WHAT THE EXERCISE ASKS
Rewrite the rows below, changing "one point each" to "a single point per item" wherever it occurs and keeping everything else the same. Leave the pictures out of your version.

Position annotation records

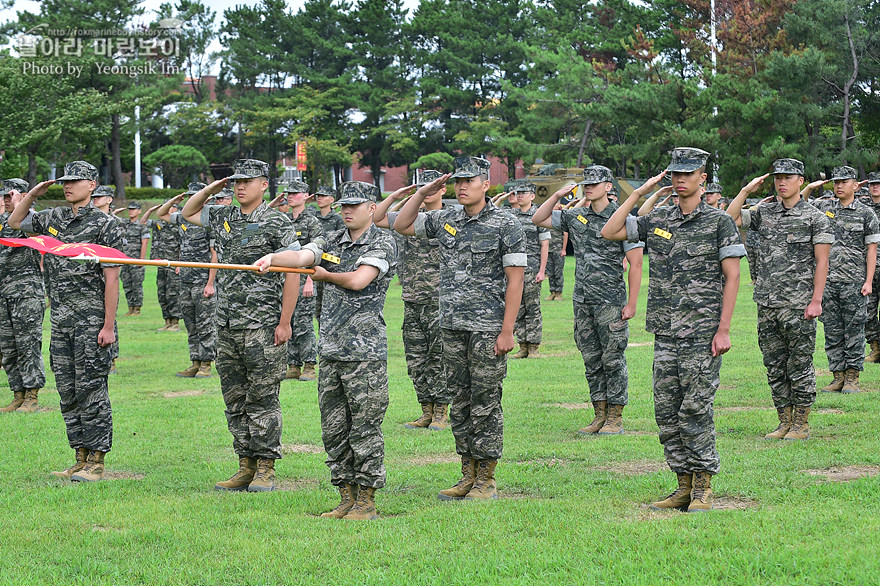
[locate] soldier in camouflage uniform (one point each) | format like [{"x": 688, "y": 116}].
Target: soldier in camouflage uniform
[
  {"x": 529, "y": 321},
  {"x": 694, "y": 253},
  {"x": 601, "y": 306},
  {"x": 795, "y": 239},
  {"x": 21, "y": 310},
  {"x": 83, "y": 309},
  {"x": 482, "y": 262},
  {"x": 357, "y": 265},
  {"x": 253, "y": 319}
]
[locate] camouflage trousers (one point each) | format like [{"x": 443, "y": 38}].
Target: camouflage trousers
[
  {"x": 686, "y": 378},
  {"x": 474, "y": 376},
  {"x": 787, "y": 343},
  {"x": 81, "y": 368},
  {"x": 302, "y": 347},
  {"x": 168, "y": 291},
  {"x": 21, "y": 342},
  {"x": 423, "y": 348},
  {"x": 601, "y": 336},
  {"x": 844, "y": 311},
  {"x": 132, "y": 278},
  {"x": 198, "y": 314},
  {"x": 353, "y": 398},
  {"x": 251, "y": 368},
  {"x": 529, "y": 322},
  {"x": 555, "y": 271}
]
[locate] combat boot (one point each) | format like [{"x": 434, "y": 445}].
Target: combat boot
[
  {"x": 30, "y": 401},
  {"x": 191, "y": 371},
  {"x": 484, "y": 485},
  {"x": 348, "y": 494},
  {"x": 701, "y": 493},
  {"x": 836, "y": 383},
  {"x": 850, "y": 382},
  {"x": 17, "y": 400},
  {"x": 601, "y": 410},
  {"x": 440, "y": 420},
  {"x": 364, "y": 508},
  {"x": 93, "y": 470},
  {"x": 463, "y": 486},
  {"x": 784, "y": 424},
  {"x": 81, "y": 455},
  {"x": 264, "y": 477},
  {"x": 308, "y": 371},
  {"x": 425, "y": 419},
  {"x": 680, "y": 498},
  {"x": 247, "y": 467},
  {"x": 614, "y": 421},
  {"x": 204, "y": 369},
  {"x": 800, "y": 426}
]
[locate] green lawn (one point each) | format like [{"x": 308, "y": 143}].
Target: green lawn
[{"x": 573, "y": 509}]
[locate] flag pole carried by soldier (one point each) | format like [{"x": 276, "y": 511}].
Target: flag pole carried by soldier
[{"x": 83, "y": 311}]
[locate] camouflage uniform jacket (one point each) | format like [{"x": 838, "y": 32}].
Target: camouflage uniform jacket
[
  {"x": 352, "y": 323},
  {"x": 684, "y": 260},
  {"x": 786, "y": 263},
  {"x": 77, "y": 291},
  {"x": 855, "y": 227},
  {"x": 598, "y": 273},
  {"x": 246, "y": 299},
  {"x": 474, "y": 251},
  {"x": 20, "y": 274}
]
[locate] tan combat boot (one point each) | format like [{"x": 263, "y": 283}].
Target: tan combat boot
[
  {"x": 836, "y": 383},
  {"x": 81, "y": 455},
  {"x": 425, "y": 419},
  {"x": 93, "y": 470},
  {"x": 364, "y": 508},
  {"x": 850, "y": 382},
  {"x": 784, "y": 424},
  {"x": 614, "y": 421},
  {"x": 17, "y": 400},
  {"x": 601, "y": 410},
  {"x": 30, "y": 401},
  {"x": 701, "y": 493},
  {"x": 247, "y": 467},
  {"x": 484, "y": 485},
  {"x": 348, "y": 494},
  {"x": 463, "y": 486},
  {"x": 308, "y": 371},
  {"x": 800, "y": 426},
  {"x": 191, "y": 371},
  {"x": 440, "y": 420},
  {"x": 204, "y": 369},
  {"x": 264, "y": 477},
  {"x": 680, "y": 498}
]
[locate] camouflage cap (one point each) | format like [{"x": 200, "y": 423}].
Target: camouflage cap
[
  {"x": 843, "y": 173},
  {"x": 467, "y": 167},
  {"x": 79, "y": 170},
  {"x": 687, "y": 160},
  {"x": 248, "y": 169},
  {"x": 787, "y": 167},
  {"x": 355, "y": 192}
]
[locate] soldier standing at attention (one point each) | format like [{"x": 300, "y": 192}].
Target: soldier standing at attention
[
  {"x": 22, "y": 298},
  {"x": 357, "y": 264},
  {"x": 529, "y": 322},
  {"x": 482, "y": 262},
  {"x": 601, "y": 306},
  {"x": 693, "y": 254},
  {"x": 253, "y": 319},
  {"x": 419, "y": 272},
  {"x": 83, "y": 310},
  {"x": 794, "y": 241}
]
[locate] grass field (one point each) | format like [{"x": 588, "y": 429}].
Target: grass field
[{"x": 573, "y": 509}]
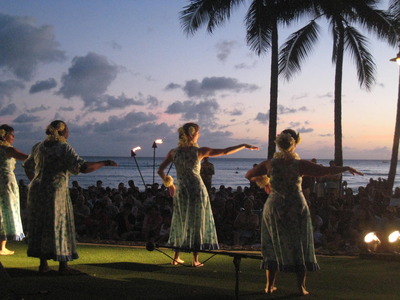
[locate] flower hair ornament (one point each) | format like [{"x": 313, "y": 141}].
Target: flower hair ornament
[
  {"x": 286, "y": 144},
  {"x": 3, "y": 142},
  {"x": 168, "y": 181},
  {"x": 184, "y": 140},
  {"x": 54, "y": 135}
]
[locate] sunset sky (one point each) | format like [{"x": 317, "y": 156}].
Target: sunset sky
[{"x": 123, "y": 73}]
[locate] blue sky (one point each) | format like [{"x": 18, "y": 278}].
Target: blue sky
[{"x": 123, "y": 74}]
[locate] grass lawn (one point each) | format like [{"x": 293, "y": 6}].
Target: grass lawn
[{"x": 113, "y": 272}]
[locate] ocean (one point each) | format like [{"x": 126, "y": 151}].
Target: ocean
[{"x": 228, "y": 171}]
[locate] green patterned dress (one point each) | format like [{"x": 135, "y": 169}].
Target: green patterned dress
[
  {"x": 51, "y": 230},
  {"x": 192, "y": 225},
  {"x": 286, "y": 231},
  {"x": 10, "y": 217}
]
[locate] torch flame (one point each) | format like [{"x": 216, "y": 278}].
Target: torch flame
[
  {"x": 394, "y": 236},
  {"x": 371, "y": 237}
]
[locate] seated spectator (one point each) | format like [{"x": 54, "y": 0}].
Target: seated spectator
[
  {"x": 109, "y": 207},
  {"x": 246, "y": 225},
  {"x": 152, "y": 224},
  {"x": 81, "y": 213},
  {"x": 123, "y": 226},
  {"x": 97, "y": 223}
]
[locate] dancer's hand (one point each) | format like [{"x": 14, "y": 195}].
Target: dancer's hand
[{"x": 267, "y": 189}]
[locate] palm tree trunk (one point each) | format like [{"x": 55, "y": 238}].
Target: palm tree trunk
[
  {"x": 273, "y": 104},
  {"x": 395, "y": 149},
  {"x": 338, "y": 100}
]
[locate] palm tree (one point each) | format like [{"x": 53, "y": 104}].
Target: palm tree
[
  {"x": 395, "y": 11},
  {"x": 262, "y": 20},
  {"x": 342, "y": 16}
]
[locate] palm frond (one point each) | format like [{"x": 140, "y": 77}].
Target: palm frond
[
  {"x": 296, "y": 49},
  {"x": 356, "y": 44},
  {"x": 210, "y": 12},
  {"x": 376, "y": 22},
  {"x": 394, "y": 9}
]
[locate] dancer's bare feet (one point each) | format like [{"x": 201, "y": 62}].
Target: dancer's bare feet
[
  {"x": 270, "y": 290},
  {"x": 197, "y": 264},
  {"x": 5, "y": 251},
  {"x": 177, "y": 261}
]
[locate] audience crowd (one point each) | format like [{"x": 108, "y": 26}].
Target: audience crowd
[{"x": 340, "y": 216}]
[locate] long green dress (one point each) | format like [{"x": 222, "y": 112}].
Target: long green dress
[
  {"x": 286, "y": 231},
  {"x": 192, "y": 224},
  {"x": 10, "y": 217},
  {"x": 51, "y": 229}
]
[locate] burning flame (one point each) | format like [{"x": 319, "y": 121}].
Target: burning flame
[
  {"x": 370, "y": 237},
  {"x": 135, "y": 149},
  {"x": 394, "y": 236}
]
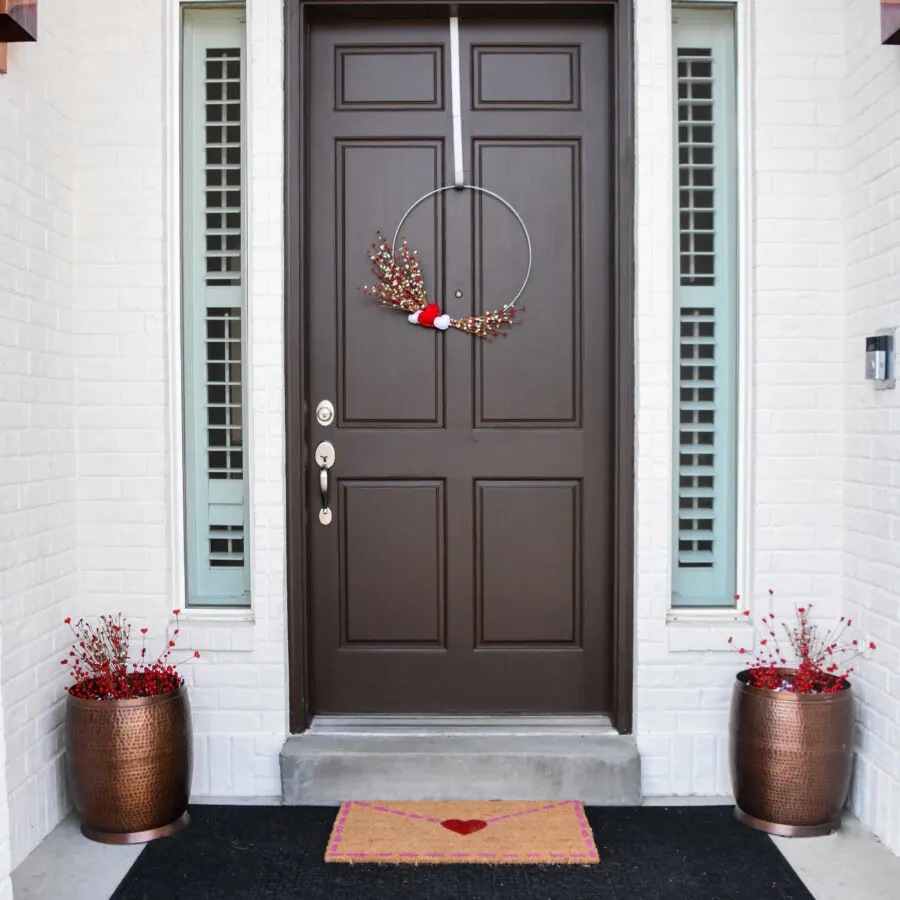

PROBLEM SOLUTION
[locate] soldier in camouflage uniform (a single point per item) | format like [{"x": 688, "y": 116}].
Target: soldier in camouflage uniform
[
  {"x": 529, "y": 321},
  {"x": 694, "y": 253},
  {"x": 601, "y": 306},
  {"x": 795, "y": 239},
  {"x": 21, "y": 310},
  {"x": 83, "y": 309},
  {"x": 482, "y": 262},
  {"x": 357, "y": 265},
  {"x": 253, "y": 319}
]
[locate] camouflage trousers (a single point per item) | format like [{"x": 443, "y": 38}].
Target: camouflage trousers
[
  {"x": 686, "y": 378},
  {"x": 474, "y": 376},
  {"x": 787, "y": 343},
  {"x": 81, "y": 368},
  {"x": 302, "y": 347},
  {"x": 168, "y": 291},
  {"x": 21, "y": 342},
  {"x": 423, "y": 348},
  {"x": 601, "y": 336},
  {"x": 844, "y": 311},
  {"x": 132, "y": 278},
  {"x": 198, "y": 314},
  {"x": 353, "y": 398},
  {"x": 251, "y": 368},
  {"x": 529, "y": 322},
  {"x": 555, "y": 271}
]
[locate] combat boot (a single point per item) | format like [{"x": 434, "y": 445}].
Target: combat boot
[
  {"x": 30, "y": 401},
  {"x": 191, "y": 371},
  {"x": 484, "y": 485},
  {"x": 348, "y": 494},
  {"x": 701, "y": 493},
  {"x": 836, "y": 383},
  {"x": 850, "y": 382},
  {"x": 17, "y": 400},
  {"x": 601, "y": 410},
  {"x": 440, "y": 420},
  {"x": 364, "y": 508},
  {"x": 93, "y": 470},
  {"x": 463, "y": 486},
  {"x": 784, "y": 424},
  {"x": 81, "y": 455},
  {"x": 264, "y": 477},
  {"x": 308, "y": 371},
  {"x": 425, "y": 419},
  {"x": 680, "y": 498},
  {"x": 247, "y": 467},
  {"x": 614, "y": 421},
  {"x": 204, "y": 369},
  {"x": 800, "y": 426}
]
[locate] green lawn (a single point per item) | format like [{"x": 308, "y": 143}].
Target: green lawn
[{"x": 573, "y": 509}]
[locate] flag pole carried by soldier (a single point per item) | format like [{"x": 276, "y": 511}].
Target: flag pole carried by soldier
[{"x": 83, "y": 311}]
[locate] camouflage uniform jacket (a single point per item) | format like [{"x": 838, "y": 32}].
Target: camouflage uniform jacket
[
  {"x": 352, "y": 323},
  {"x": 684, "y": 260},
  {"x": 786, "y": 263},
  {"x": 77, "y": 291},
  {"x": 855, "y": 227},
  {"x": 598, "y": 273},
  {"x": 246, "y": 299},
  {"x": 474, "y": 251},
  {"x": 20, "y": 274}
]
[locate] tan combat boot (a single point per item) | format like [{"x": 263, "y": 283}].
Target: tan combat boot
[
  {"x": 836, "y": 383},
  {"x": 81, "y": 455},
  {"x": 425, "y": 419},
  {"x": 93, "y": 470},
  {"x": 364, "y": 508},
  {"x": 850, "y": 382},
  {"x": 784, "y": 424},
  {"x": 614, "y": 421},
  {"x": 17, "y": 400},
  {"x": 601, "y": 410},
  {"x": 30, "y": 401},
  {"x": 701, "y": 493},
  {"x": 247, "y": 467},
  {"x": 484, "y": 485},
  {"x": 348, "y": 494},
  {"x": 463, "y": 486},
  {"x": 308, "y": 371},
  {"x": 800, "y": 426},
  {"x": 191, "y": 371},
  {"x": 440, "y": 420},
  {"x": 204, "y": 369},
  {"x": 264, "y": 477},
  {"x": 680, "y": 498}
]
[locate] camouflage cap (a single point per item) | format like [{"x": 200, "y": 423}].
Target: camouflage cap
[
  {"x": 843, "y": 173},
  {"x": 467, "y": 167},
  {"x": 79, "y": 170},
  {"x": 687, "y": 160},
  {"x": 248, "y": 169},
  {"x": 787, "y": 167},
  {"x": 355, "y": 192}
]
[locate] soldier standing at attention (a single point per item) | format like [{"x": 300, "y": 192}].
Target: soldier standing at attention
[
  {"x": 22, "y": 298},
  {"x": 357, "y": 264},
  {"x": 529, "y": 322},
  {"x": 482, "y": 262},
  {"x": 601, "y": 306},
  {"x": 693, "y": 254},
  {"x": 253, "y": 319},
  {"x": 419, "y": 272},
  {"x": 83, "y": 310},
  {"x": 794, "y": 241}
]
[locate] grass field (a single point per item) | format like [{"x": 588, "y": 429}].
Target: grass field
[{"x": 573, "y": 509}]
[locate] flower hair ornament (a single point per item) | format like [{"x": 313, "y": 141}].
Target: flower hair ornament
[
  {"x": 286, "y": 144},
  {"x": 3, "y": 142},
  {"x": 168, "y": 181},
  {"x": 184, "y": 140},
  {"x": 54, "y": 135}
]
[locate] sunset sky (a single point per item) | format like [{"x": 317, "y": 156}].
Target: sunset sky
[{"x": 123, "y": 73}]
[locate] blue sky (a single point per item) | format like [{"x": 18, "y": 278}].
Target: blue sky
[{"x": 123, "y": 74}]
[locate] grass lawn (a single point per item) | format like [{"x": 293, "y": 6}].
Target: grass lawn
[{"x": 113, "y": 272}]
[locate] ocean (a single point per item) | format like [{"x": 126, "y": 151}].
Target: ocean
[{"x": 228, "y": 171}]
[locate] green patterned dress (a single point per item) | format like [{"x": 135, "y": 169}].
Target: green patterned dress
[
  {"x": 51, "y": 230},
  {"x": 192, "y": 225},
  {"x": 286, "y": 231},
  {"x": 10, "y": 217}
]
[locate] torch flame (a single point per item) | format like [{"x": 216, "y": 278}].
Target: torch flame
[
  {"x": 394, "y": 236},
  {"x": 371, "y": 237}
]
[locate] seated spectator (a single point per item) | format like [{"x": 54, "y": 0}].
Target: seated spectator
[
  {"x": 109, "y": 207},
  {"x": 246, "y": 225},
  {"x": 152, "y": 224},
  {"x": 81, "y": 213},
  {"x": 123, "y": 226},
  {"x": 97, "y": 223}
]
[locate] dancer's hand (a single point per item) | format like [{"x": 14, "y": 195}].
Target: dancer's hand
[{"x": 267, "y": 189}]
[locate] palm tree trunk (a single point per item) | format like [{"x": 55, "y": 238}].
Target: palm tree trunk
[
  {"x": 273, "y": 104},
  {"x": 395, "y": 149},
  {"x": 338, "y": 100}
]
[locate] palm tree (a single point per item) | format like [{"x": 53, "y": 104}].
Target: palm tree
[
  {"x": 395, "y": 11},
  {"x": 262, "y": 20},
  {"x": 342, "y": 16}
]
[locate] palm frond (a single point per item) | format like [{"x": 140, "y": 77}].
Target: palm frond
[
  {"x": 296, "y": 49},
  {"x": 356, "y": 44},
  {"x": 210, "y": 12},
  {"x": 376, "y": 22},
  {"x": 394, "y": 9}
]
[locate] dancer's bare feet (a single point per item) | format like [{"x": 201, "y": 62}].
Target: dancer's bare feet
[
  {"x": 270, "y": 290},
  {"x": 197, "y": 264},
  {"x": 5, "y": 251},
  {"x": 177, "y": 261}
]
[locate] audience crowd (a single point per item) | format like [{"x": 108, "y": 26}].
Target: audience crowd
[{"x": 340, "y": 216}]
[locate] long green dress (a single point per item) | format like [{"x": 222, "y": 112}].
Target: long green dress
[
  {"x": 286, "y": 231},
  {"x": 192, "y": 224},
  {"x": 10, "y": 217},
  {"x": 51, "y": 229}
]
[locate] burning flame (a single point per item) | format like [{"x": 319, "y": 121}].
Target: burning flame
[
  {"x": 370, "y": 237},
  {"x": 135, "y": 149},
  {"x": 394, "y": 236}
]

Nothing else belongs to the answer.